------ QUOTED TEXT ------

Compute the k-means variance objective for a given clustering.
variance_objective(x, clusters)
A vector, matrix or data.frame of data points. Rows correspond to elements and columns correspond to features. A vector represents a single feature.
A vector representing (anti)clusters (e.g., returned
by anticlustering
or
balanced_clustering
)
The total within-cluster variance
The variance objective is given by the sum of the squared
errors between cluster centers and individual data points. It is the
objective function used in k-means clustering, see
kmeans
.
Jain, A. K. (2010). Data clustering: 50 years beyond k-means. Pattern Recognition Letters, 31, 651–666.
Papenberg, M., & Klau, G. W. (2021). Using anticlustering to partition data sets into equivalent parts. Psychological Methods, 26(2), 161–174. https://doi.org/10.1037/met0000301.

------ DATA ------

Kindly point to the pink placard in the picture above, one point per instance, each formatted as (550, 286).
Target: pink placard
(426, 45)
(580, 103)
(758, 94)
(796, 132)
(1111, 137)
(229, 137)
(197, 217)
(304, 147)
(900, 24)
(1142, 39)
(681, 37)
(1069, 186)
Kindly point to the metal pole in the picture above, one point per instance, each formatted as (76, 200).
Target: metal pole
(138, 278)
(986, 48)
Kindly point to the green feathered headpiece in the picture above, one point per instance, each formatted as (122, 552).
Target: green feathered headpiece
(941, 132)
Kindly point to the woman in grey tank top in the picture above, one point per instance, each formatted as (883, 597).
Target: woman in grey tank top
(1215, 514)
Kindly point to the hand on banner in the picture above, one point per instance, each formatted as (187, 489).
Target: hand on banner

------

> [GOAL] Write what follows in the k-means variance objective documentation, picking up after its last reference. The material plays no part in what comes next.

> [THE RESPONSE]
Späth, H. (1986). Anticlustering: Maximizing the variance criterion. Control and Cybernetics, 15, 213–218.
data(iris)
## Clustering
clusters <- balanced_clustering(
iris[, -5],
K = 3
)
# This is low:
variance_objective(
iris[, -5],
clusters
)
#> [1] 81.6306
## Anticlustering
anticlusters <- anticlustering(
iris[, -5],
K = 3,
objective = "variance"
)
# This is higher:
variance_objective(
iris[, -5],
anticlusters
)
#> [1] 681.3698
# Illustrate variance objective
N <- 18
data <- matrix(rnorm(N * 2), ncol = 2)
cl <- balanced_clustering(data, K = 3)
plot_clusters(data, cl, illustrate_variance = TRUE)